• Set exercise: Pick out and copy every line of the data that contains the string "building". Case counts.
-------
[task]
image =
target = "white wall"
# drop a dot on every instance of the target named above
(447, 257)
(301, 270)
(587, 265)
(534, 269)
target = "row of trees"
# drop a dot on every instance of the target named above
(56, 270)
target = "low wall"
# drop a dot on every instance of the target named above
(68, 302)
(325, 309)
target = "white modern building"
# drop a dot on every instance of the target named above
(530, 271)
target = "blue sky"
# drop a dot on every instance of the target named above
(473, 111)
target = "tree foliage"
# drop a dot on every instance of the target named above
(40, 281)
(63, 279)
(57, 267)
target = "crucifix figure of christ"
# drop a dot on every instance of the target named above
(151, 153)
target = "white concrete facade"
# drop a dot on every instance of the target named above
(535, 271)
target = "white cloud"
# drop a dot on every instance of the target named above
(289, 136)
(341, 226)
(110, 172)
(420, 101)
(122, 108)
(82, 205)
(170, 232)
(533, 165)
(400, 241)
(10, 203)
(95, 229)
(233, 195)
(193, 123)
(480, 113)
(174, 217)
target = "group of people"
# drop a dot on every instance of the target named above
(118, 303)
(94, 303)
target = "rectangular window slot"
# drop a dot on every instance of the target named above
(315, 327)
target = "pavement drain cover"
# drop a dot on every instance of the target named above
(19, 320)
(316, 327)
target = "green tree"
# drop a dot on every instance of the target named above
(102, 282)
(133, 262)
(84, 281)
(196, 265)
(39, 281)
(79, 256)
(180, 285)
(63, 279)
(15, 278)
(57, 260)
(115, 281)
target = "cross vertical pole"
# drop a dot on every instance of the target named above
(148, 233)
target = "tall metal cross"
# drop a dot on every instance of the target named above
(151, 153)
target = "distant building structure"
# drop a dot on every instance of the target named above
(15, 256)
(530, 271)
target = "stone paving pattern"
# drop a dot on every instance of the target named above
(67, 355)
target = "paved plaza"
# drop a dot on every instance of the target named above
-------
• Output of the exercise:
target = "white modern building"
target = "distant building structure"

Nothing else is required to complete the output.